_Extracted text_
+ + + + +
Estate Planning with Retirement Accounts
Although we do not offer financial and investment advice, we do advise our clients on the best way to handle estate planning for their retirement assets. Whether you have a 401k, 403b, 457b, IRA, or some combination, you need to understand that these are special assets that may require special planning.
Unless the account is a Roth IRA, or similar, your beneficiary will have to pay income tax on the inherited retirement account. There are special rules that may allow the beneficiary to “stretch-out” the distributions over his/her life expectancy, and thereby defer paying the income tax over a long period of time. However, naming a person outright as beneficiary is fraught with potential problems.
First, the beneficiary may blow the opportunity to stretch-out distributions thereby losing the incredible financial compounding benefit of keeping the funds within the retirement account as long as possible. For example, a 25-year-old who inherits a $100,000 IRA may choose to withdraw that money and buy a $60,000 automobile (the amount after cashing in the IRA and paying the income tax). However, if the beneficiary would have been smart about it, he/she would have had over $400,000 in after-tax income over his or her life expectancy (based on 5% growth and combined state and federal income tax of 35%). If your goal is to preserve tax-deferred growth, it is advisable to have a trustee involved who will ensure that happens.
+ + + + +
_Request 1_
Copy out, unchanged, the part of the records that opens with the line containing "Reviewer note: confirm that each instance of the lake" and closes with the line containing "173), (218, 137)]", including both of those lines.

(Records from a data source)
+ + + + +
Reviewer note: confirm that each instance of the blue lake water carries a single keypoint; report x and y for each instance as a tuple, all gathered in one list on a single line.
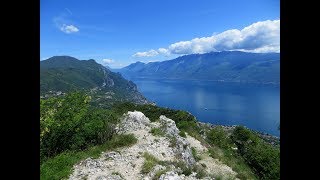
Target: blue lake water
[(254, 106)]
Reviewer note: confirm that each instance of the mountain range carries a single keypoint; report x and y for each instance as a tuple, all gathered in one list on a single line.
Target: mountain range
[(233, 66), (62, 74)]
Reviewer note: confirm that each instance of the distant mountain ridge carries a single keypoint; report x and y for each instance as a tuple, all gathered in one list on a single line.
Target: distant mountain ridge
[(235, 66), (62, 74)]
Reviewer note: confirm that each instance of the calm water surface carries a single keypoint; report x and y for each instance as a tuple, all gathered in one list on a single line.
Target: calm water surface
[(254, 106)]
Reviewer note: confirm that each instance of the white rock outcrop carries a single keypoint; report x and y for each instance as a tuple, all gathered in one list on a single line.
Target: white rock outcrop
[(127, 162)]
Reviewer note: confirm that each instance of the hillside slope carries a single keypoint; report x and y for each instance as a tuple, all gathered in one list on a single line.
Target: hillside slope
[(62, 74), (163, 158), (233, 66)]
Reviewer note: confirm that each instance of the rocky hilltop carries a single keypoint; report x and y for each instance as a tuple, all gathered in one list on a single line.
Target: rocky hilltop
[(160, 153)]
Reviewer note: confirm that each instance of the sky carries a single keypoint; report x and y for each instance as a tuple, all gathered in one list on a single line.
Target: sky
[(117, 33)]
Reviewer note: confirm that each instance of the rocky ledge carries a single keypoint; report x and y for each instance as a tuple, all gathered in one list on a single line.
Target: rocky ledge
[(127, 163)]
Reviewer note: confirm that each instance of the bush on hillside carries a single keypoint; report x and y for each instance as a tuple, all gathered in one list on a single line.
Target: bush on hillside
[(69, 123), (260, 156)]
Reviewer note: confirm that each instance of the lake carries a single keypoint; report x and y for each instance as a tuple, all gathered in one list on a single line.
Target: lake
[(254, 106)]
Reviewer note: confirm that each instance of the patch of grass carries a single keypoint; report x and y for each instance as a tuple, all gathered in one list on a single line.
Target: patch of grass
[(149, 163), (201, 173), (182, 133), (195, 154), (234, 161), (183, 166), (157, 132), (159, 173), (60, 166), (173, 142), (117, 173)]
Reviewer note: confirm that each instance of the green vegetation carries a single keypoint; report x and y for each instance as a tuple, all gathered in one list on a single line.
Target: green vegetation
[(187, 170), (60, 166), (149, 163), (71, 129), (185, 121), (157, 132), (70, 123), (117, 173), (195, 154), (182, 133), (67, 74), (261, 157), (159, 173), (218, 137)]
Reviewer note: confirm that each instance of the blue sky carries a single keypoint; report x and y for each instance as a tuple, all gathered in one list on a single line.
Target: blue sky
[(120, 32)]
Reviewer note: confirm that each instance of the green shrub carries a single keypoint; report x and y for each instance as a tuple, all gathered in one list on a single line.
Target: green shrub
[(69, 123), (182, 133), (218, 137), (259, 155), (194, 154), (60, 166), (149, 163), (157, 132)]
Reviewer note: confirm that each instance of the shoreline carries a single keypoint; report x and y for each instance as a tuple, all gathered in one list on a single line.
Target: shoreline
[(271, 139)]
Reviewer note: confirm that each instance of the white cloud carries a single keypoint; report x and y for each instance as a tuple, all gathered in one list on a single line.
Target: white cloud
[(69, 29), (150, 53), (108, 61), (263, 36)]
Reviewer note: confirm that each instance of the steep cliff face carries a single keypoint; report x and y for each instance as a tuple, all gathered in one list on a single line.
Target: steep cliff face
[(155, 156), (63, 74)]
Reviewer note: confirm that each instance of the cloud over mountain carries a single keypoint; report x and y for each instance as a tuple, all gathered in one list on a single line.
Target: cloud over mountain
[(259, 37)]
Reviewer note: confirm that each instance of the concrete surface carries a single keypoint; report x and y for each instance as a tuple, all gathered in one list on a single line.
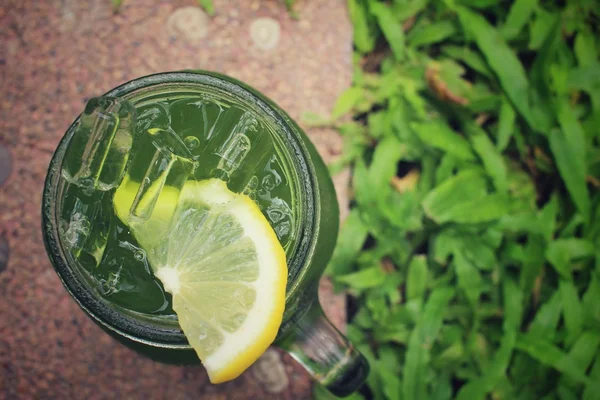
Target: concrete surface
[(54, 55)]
+ + + + +
_Request 2_
In the estate planning text, why is it advisable to have a trustee involved with an inherited retirement account?

_Answer 1_
Reviewer note: confirm that each instance of the lake carries a single keypoint; report x and y for each instance as a tuple, all gathered in one list on a single line.
Target: lake
[(254, 106)]
Reviewer note: confirm that each instance of the patch of grass carries a single keypoint; report x and y for each instance as a tuple, all gathered in one list on a single line.
Target: patch of grass
[(149, 163), (201, 173), (182, 133), (195, 154), (234, 161), (183, 166), (157, 132), (159, 173), (60, 166), (173, 142), (117, 173)]
Reviewer note: confirm that each instance of the green vegetation carries a single keypoint; report x and y for each instance as a tuple, all gathered in one list on a single line.
Target: green vegetation
[(187, 170), (60, 166), (149, 163), (71, 129), (185, 121), (157, 132), (70, 123), (117, 173), (195, 154), (182, 133), (67, 74), (261, 157), (159, 173), (218, 137)]

_Answer 2_
A beneficiary named outright may cash out the account instead of stretching out distributions over his or her life expectancy. That loses the large compounding benefit of keeping the funds in the account as long as possible. A trustee ensures that the tax-deferred growth is preserved.